#### SET EXERCISE
Quote the material below word for word, leaving out the pictures.

#### DATA LISTING

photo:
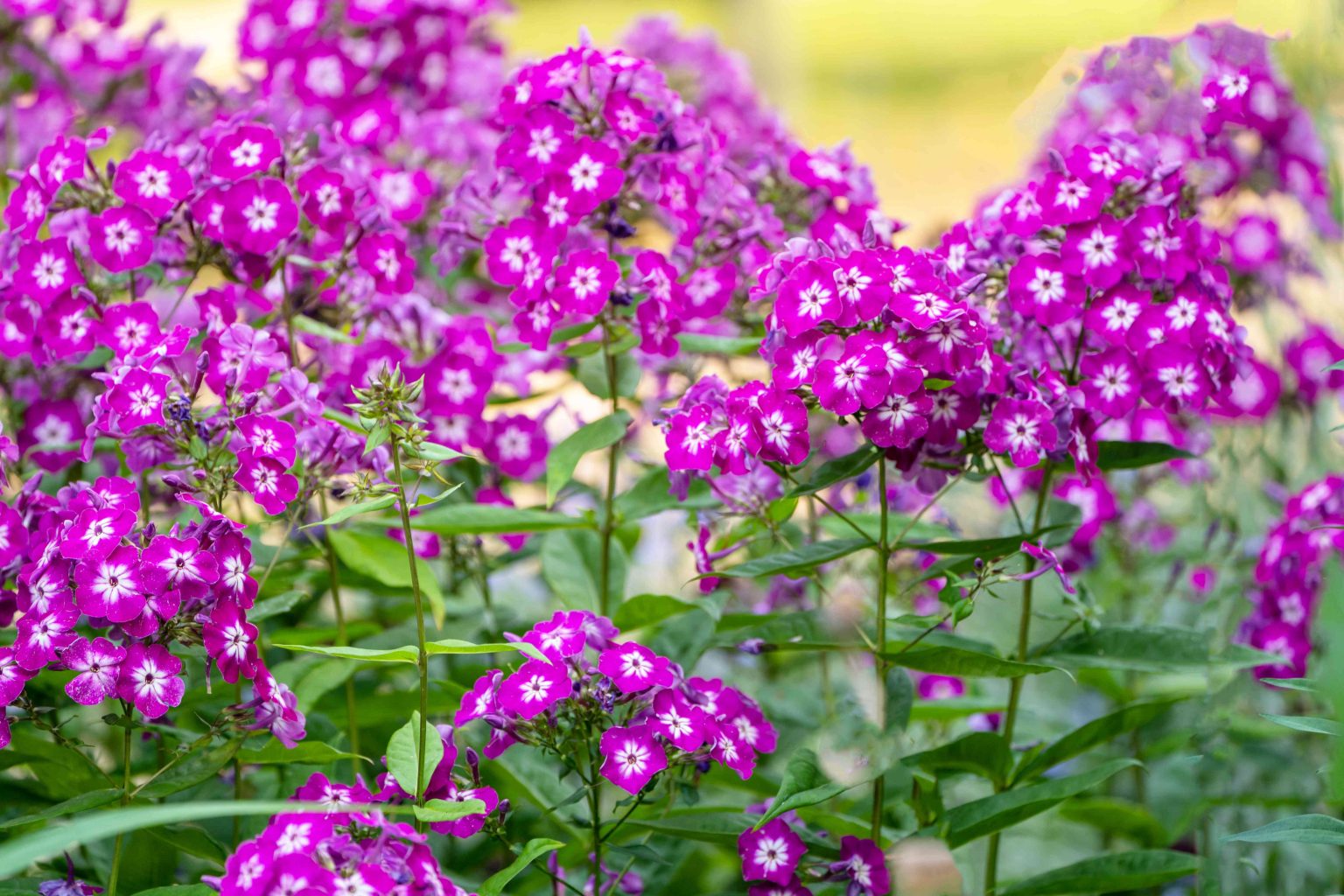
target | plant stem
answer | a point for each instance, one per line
(125, 795)
(1023, 649)
(879, 785)
(604, 595)
(423, 655)
(341, 640)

#### RESULT FOR THIS TASK
photo:
target | plant stem
answer | a point for each instance, one per line
(125, 795)
(1023, 649)
(879, 785)
(604, 595)
(423, 655)
(341, 640)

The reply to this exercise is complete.